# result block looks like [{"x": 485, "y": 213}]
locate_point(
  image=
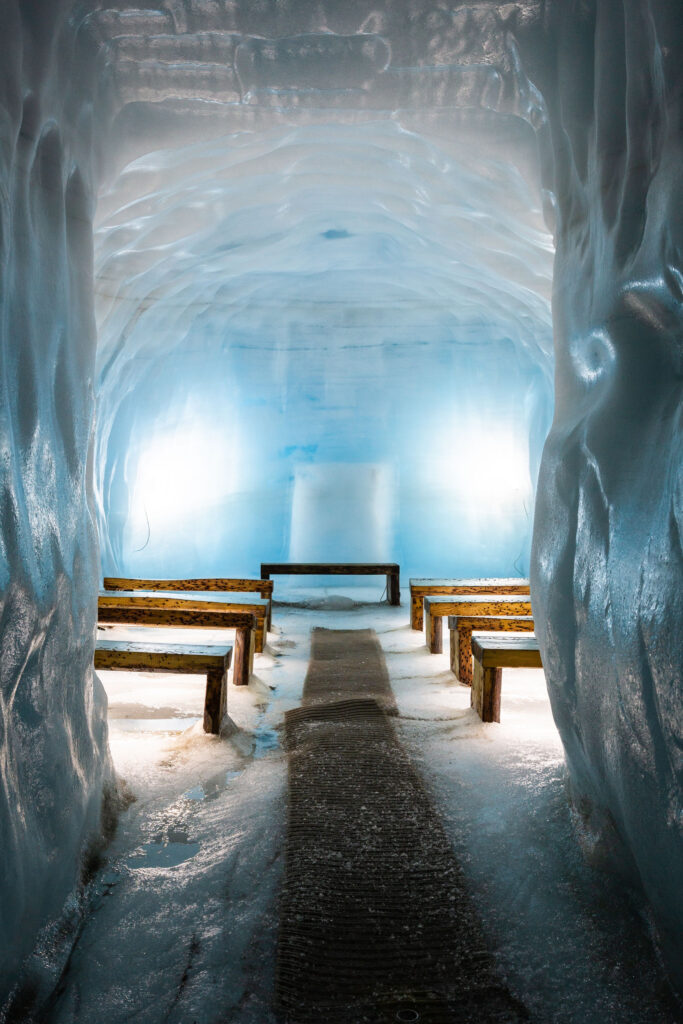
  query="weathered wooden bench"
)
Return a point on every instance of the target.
[
  {"x": 212, "y": 662},
  {"x": 249, "y": 603},
  {"x": 120, "y": 610},
  {"x": 461, "y": 628},
  {"x": 493, "y": 652},
  {"x": 219, "y": 585},
  {"x": 438, "y": 606},
  {"x": 426, "y": 588},
  {"x": 390, "y": 569}
]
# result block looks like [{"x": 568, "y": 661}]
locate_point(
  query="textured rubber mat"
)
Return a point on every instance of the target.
[{"x": 376, "y": 925}]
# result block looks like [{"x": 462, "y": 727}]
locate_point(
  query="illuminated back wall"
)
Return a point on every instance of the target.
[{"x": 323, "y": 343}]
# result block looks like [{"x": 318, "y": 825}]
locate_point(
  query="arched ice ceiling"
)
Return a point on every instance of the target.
[{"x": 323, "y": 223}]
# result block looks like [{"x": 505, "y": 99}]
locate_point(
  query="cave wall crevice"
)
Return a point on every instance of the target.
[{"x": 53, "y": 753}]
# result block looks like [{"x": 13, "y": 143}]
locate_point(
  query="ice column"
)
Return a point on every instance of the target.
[
  {"x": 52, "y": 727},
  {"x": 607, "y": 581}
]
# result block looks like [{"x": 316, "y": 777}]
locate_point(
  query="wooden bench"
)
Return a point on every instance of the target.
[
  {"x": 249, "y": 603},
  {"x": 117, "y": 609},
  {"x": 493, "y": 652},
  {"x": 487, "y": 604},
  {"x": 461, "y": 628},
  {"x": 390, "y": 569},
  {"x": 212, "y": 662},
  {"x": 219, "y": 585},
  {"x": 426, "y": 588}
]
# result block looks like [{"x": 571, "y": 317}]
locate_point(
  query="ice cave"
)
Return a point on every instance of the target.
[{"x": 335, "y": 314}]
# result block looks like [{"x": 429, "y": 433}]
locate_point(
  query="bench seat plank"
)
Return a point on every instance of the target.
[
  {"x": 461, "y": 629},
  {"x": 492, "y": 653},
  {"x": 421, "y": 588},
  {"x": 435, "y": 607},
  {"x": 212, "y": 662},
  {"x": 210, "y": 585},
  {"x": 210, "y": 615},
  {"x": 390, "y": 569},
  {"x": 186, "y": 599}
]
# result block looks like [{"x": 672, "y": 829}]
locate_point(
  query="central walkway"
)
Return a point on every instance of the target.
[{"x": 376, "y": 924}]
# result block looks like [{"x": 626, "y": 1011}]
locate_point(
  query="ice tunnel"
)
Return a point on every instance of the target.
[{"x": 341, "y": 282}]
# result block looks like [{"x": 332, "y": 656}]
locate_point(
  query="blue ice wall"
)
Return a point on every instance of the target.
[
  {"x": 53, "y": 760},
  {"x": 607, "y": 567},
  {"x": 313, "y": 341}
]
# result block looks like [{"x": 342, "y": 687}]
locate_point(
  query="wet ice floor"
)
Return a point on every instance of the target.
[{"x": 182, "y": 916}]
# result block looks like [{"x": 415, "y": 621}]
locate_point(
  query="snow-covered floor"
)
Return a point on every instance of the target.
[{"x": 182, "y": 919}]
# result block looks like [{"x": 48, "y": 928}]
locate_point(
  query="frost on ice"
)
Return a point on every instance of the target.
[{"x": 323, "y": 263}]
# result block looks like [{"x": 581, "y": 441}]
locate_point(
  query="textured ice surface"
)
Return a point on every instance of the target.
[
  {"x": 52, "y": 730},
  {"x": 607, "y": 571},
  {"x": 194, "y": 873},
  {"x": 318, "y": 245},
  {"x": 312, "y": 339}
]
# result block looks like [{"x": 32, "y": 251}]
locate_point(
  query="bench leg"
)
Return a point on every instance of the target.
[
  {"x": 464, "y": 672},
  {"x": 485, "y": 698},
  {"x": 416, "y": 612},
  {"x": 260, "y": 637},
  {"x": 215, "y": 701},
  {"x": 242, "y": 655},
  {"x": 393, "y": 589},
  {"x": 434, "y": 630}
]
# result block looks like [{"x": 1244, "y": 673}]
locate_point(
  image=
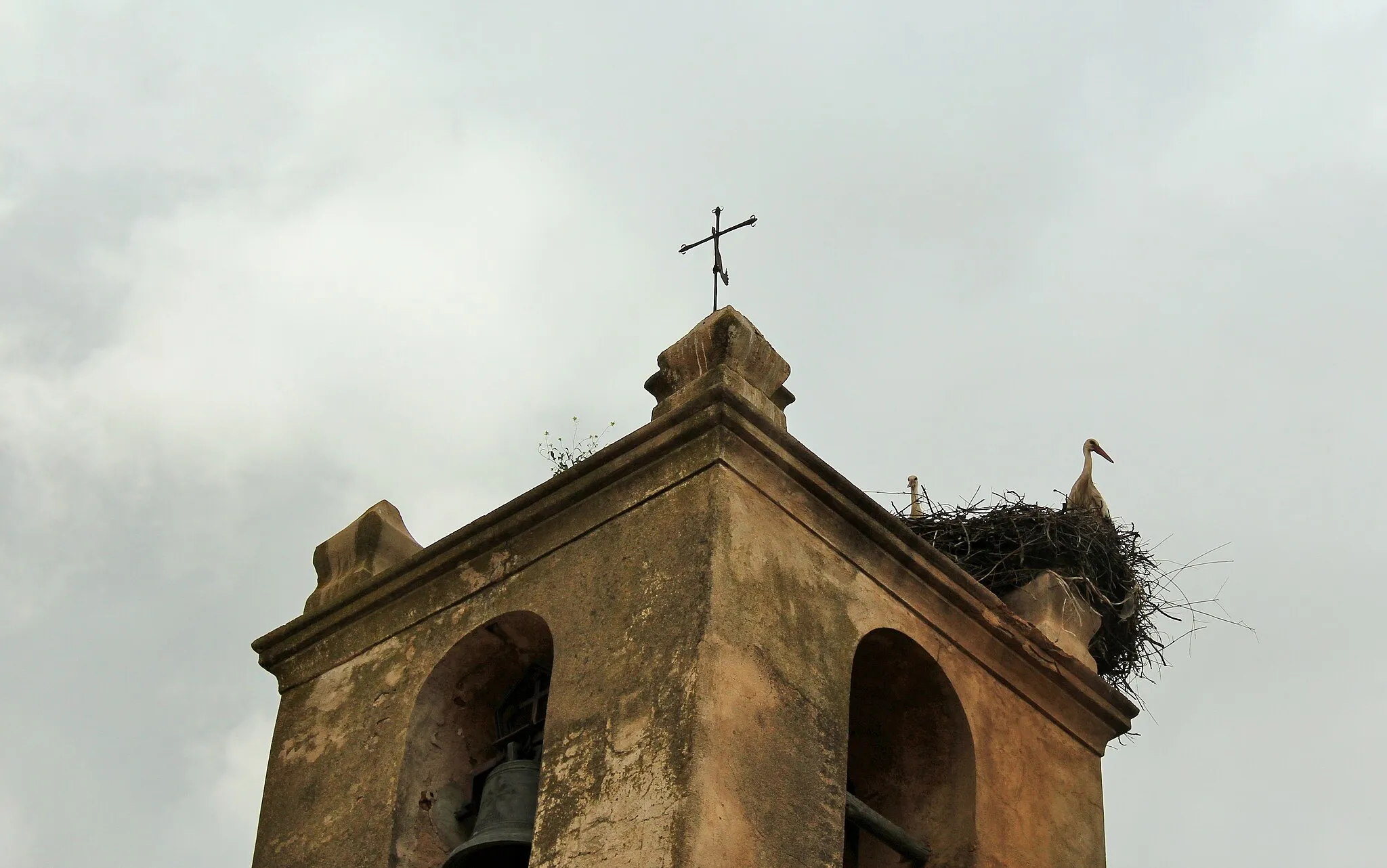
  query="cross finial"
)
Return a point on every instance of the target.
[{"x": 719, "y": 271}]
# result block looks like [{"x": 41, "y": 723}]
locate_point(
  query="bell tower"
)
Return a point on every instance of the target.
[{"x": 702, "y": 647}]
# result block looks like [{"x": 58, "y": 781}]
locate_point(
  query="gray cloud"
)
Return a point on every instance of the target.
[{"x": 261, "y": 267}]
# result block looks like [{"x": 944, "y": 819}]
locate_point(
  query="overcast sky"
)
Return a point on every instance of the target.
[{"x": 265, "y": 264}]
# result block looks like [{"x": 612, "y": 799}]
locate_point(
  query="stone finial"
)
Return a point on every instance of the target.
[
  {"x": 1057, "y": 611},
  {"x": 372, "y": 544},
  {"x": 723, "y": 350}
]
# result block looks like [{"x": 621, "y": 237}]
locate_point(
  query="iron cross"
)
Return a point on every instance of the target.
[{"x": 717, "y": 254}]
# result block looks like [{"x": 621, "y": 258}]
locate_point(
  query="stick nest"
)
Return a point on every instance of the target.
[{"x": 1008, "y": 542}]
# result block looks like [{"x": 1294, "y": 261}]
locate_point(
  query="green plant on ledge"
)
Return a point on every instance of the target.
[{"x": 563, "y": 455}]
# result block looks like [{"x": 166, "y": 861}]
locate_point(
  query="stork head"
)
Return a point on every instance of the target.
[{"x": 1092, "y": 446}]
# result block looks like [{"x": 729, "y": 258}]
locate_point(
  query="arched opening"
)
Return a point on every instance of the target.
[
  {"x": 910, "y": 759},
  {"x": 486, "y": 693}
]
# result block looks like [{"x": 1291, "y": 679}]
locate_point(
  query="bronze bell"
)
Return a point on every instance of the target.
[{"x": 505, "y": 819}]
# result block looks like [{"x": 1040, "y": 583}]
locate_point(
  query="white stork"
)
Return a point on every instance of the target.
[{"x": 1085, "y": 494}]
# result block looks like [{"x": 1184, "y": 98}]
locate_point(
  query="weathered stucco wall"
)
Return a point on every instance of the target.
[{"x": 702, "y": 587}]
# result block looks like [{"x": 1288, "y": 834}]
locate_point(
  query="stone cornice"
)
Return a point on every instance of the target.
[{"x": 305, "y": 647}]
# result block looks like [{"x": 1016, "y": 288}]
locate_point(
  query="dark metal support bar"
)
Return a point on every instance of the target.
[{"x": 885, "y": 831}]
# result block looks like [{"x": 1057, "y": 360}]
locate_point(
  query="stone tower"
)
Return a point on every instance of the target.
[{"x": 734, "y": 638}]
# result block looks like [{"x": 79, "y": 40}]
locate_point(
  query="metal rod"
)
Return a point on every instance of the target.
[
  {"x": 885, "y": 831},
  {"x": 717, "y": 232}
]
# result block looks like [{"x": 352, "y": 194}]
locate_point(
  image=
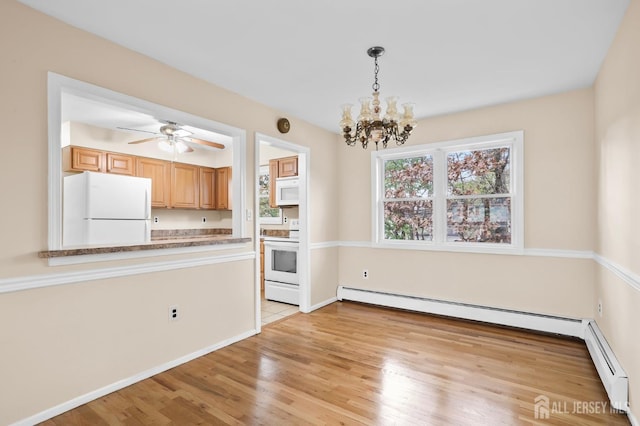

▸ **SOAL**: Tampilkan setiap baris pada item di atas yang memuat kata "floor". Huruf besar dan huruf kecil dibedakan.

▸ **KELUARAN BENAR**:
  query="wet ice floor"
  query="snow-covered floor"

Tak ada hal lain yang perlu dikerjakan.